▶ **The input**:
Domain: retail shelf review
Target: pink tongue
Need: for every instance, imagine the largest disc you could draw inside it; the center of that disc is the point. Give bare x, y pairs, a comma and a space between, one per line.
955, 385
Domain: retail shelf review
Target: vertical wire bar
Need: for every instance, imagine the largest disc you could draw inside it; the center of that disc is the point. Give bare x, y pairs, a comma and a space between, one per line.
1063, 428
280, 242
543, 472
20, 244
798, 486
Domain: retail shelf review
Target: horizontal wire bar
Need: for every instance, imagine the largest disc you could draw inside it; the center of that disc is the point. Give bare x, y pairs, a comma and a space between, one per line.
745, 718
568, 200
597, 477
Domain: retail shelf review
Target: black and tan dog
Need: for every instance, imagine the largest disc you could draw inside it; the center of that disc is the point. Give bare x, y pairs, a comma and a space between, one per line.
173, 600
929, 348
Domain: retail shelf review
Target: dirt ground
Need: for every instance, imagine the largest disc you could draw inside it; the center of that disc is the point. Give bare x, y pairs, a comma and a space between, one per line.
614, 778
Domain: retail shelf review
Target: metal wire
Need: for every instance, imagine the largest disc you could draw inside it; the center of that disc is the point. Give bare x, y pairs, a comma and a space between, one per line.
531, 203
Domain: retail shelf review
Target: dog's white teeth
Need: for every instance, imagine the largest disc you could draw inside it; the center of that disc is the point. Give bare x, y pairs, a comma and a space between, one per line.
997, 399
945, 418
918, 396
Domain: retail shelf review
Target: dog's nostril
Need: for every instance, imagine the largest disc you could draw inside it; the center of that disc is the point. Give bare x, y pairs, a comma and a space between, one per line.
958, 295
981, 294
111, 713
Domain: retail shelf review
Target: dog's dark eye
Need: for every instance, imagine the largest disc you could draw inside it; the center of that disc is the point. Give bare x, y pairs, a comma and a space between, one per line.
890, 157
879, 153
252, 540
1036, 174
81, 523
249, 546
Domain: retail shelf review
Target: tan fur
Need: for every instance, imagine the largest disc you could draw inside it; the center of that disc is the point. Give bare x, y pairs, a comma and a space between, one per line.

▶ **Prompt**: Please set down the whole listing above without altering a single line.

▶ **Answer for the task**:
Domain: retail shelf review
Target: pink tongue
Need: for every instance, imagine the largest disc you could draw inside it; the center of that disc is the point. Give bare x, y pairs, a comma and a space between, one per line.
955, 385
Domain: retail shelf review
Target: vertical wire bar
Need: for every instance, imagine the largest disc you could draw inside it; the center of that disc is the point. Give bare x, y pairs, a comma and a space between, one per line.
1063, 428
280, 242
543, 472
20, 244
798, 486
Domain: retail shelf review
Target: horizontal wire bar
Need: for every instance, imagine the largest disc you could draw inside it; the center of that disc is the point. Give bare x, y pairs, a comma and a space between, one per line.
745, 718
568, 200
597, 477
Domain: retail shelf review
Target: black and tan dog
Need: for every instance, imagine the largest disc you could draw inside it; the center of that disc is the point. Give bare x, y pairs, a comma and a space between, one per line.
173, 600
929, 348
Domain: retail shelf review
Target: dirt ground
Need: for every instance, imagine the largest disc you could draw inside it; the center of that disc is the point. Give bare x, y pairs, a comma and a space between, one per line.
614, 778
Domain: retail shelf review
Target: metal wire
Need: for every instance, imagine the largest disc you could draw inside it; the center of that disc is the point. Give bare x, y pairs, a comma and a space between, one per line.
531, 203
Domain: retail shelf review
Target: dog's white teeth
Need: for every instance, imagine the largest disc you could draw inside it; the center of that disc is the point. Give bare x, y pairs, a comma and a space between, one per line.
997, 399
945, 418
918, 396
Domain: retail shelf review
Target: dog's nostril
Need: for every instance, imagine the largest disc you could draw inside it; the center of that disc is the point. Give bare x, y pairs, a comma and a space between, one per line.
958, 295
981, 294
111, 713
Domain: retail shelf review
Target: dog's dark eye
Need: for every instance, imagine the largest disc you could draw inside it; the center of that disc is the point. Give bare x, y pairs, a comma and a space between, one per line.
890, 157
879, 153
252, 540
1036, 174
81, 523
249, 546
Domain: retail shelf review
Target: tan fur
Need: for every instance, imagine the largest disc you could draw inside it; the center of that disc is the point. Give bare x, y pairs, a comma and a space between, one per line.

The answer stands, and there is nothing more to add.